Task instructions
Copy the lines verbatim, starting at the line that contains "Thank you for the photo below. Could you indicate the white" and ending after the line that contains "Target: white wall".

Stored rows
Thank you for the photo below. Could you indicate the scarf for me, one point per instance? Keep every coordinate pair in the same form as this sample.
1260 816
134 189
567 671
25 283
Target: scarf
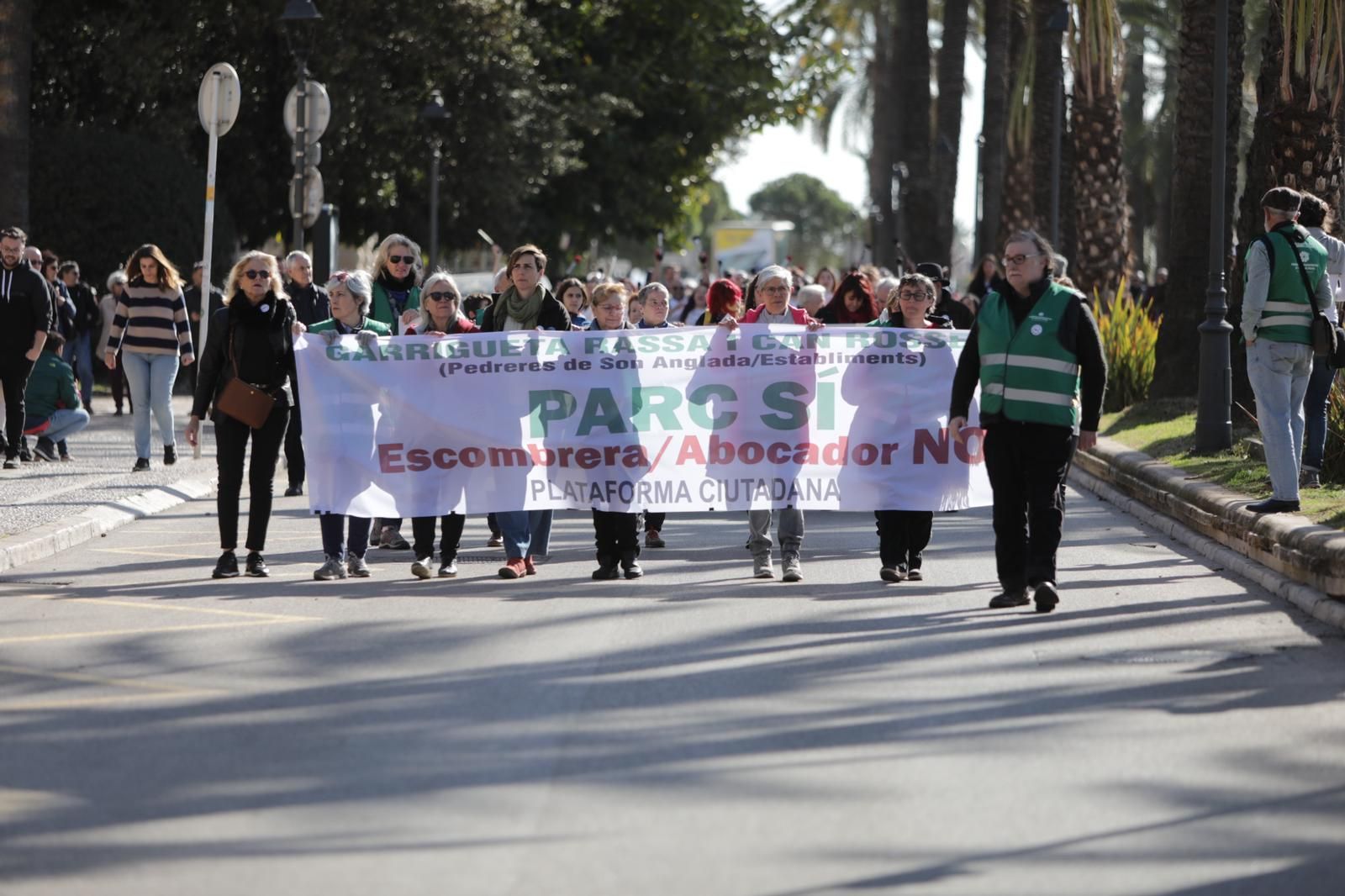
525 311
--
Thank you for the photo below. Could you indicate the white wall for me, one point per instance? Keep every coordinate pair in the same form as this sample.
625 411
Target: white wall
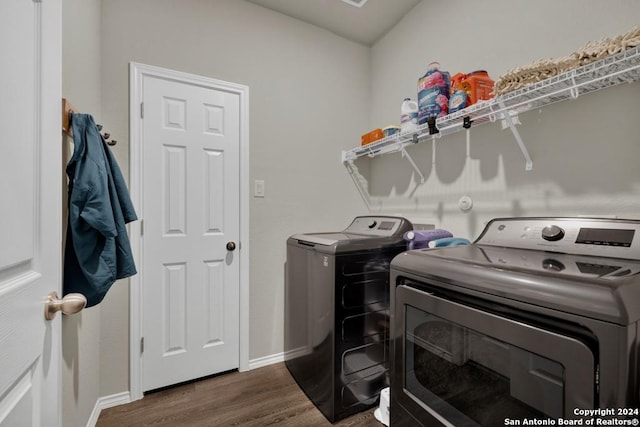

Answer to the problem
Thank you for the photo below. Could you indicate the white wall for me, one point per instance? Keep every coordinate pair in the same form as this sample.
625 411
Target: white wall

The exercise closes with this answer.